> [Task material]:
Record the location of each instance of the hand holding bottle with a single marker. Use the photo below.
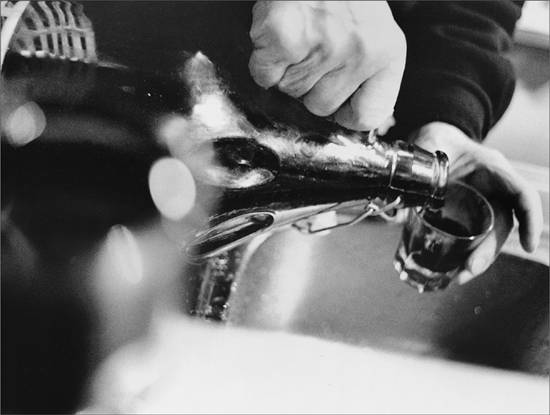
(344, 59)
(492, 174)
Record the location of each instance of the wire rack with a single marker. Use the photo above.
(55, 29)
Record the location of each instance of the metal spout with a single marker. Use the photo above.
(269, 182)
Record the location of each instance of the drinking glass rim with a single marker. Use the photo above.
(417, 211)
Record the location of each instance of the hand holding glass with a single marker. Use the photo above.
(435, 244)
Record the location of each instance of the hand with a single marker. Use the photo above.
(492, 174)
(342, 58)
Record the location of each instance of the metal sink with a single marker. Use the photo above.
(343, 287)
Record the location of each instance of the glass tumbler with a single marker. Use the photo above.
(435, 244)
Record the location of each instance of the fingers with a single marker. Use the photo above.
(344, 59)
(494, 175)
(529, 213)
(277, 33)
(372, 104)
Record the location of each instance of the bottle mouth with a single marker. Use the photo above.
(441, 178)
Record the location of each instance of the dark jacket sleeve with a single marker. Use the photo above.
(457, 71)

> [Task requirements]: Rewrite the material above with "single marker" changed to "single dot" in every place it occurs, keeping everything else the same. Omit the pictures.

> [Task response]:
Record the location of each instance of the hand holding bottle with a single dot. Use the photo below.
(344, 59)
(492, 174)
Record the location of each instance of the wire rack with a single dot. Use the photo above.
(55, 29)
Record the location of each instance of the metal spout with a single dot. Use the photo above.
(269, 182)
Record the location of each instance of the drinking glass rim with a single dot. Use the photo above.
(417, 211)
Record the location of each instance of the hand holding glass with a single dot. Use the photo above.
(435, 244)
Record the location of each instance of the hand with a single dot. Use the photo above.
(492, 174)
(342, 58)
Record the location of each instance of the metal sink with a single dot. Use the photo above.
(343, 287)
Record the location of each instance of the glass tumbler with a single dot. Use the photo above.
(435, 244)
Record the location of each instance of the fingers with a single dot. Use the photo above.
(344, 59)
(494, 175)
(529, 213)
(277, 33)
(372, 104)
Record the location of each instance of the bottle mouth with a single dot. Use the photo above.
(441, 178)
Record the location of each instance of the dark jacket sleeve with a single dot. Use the photo above.
(457, 71)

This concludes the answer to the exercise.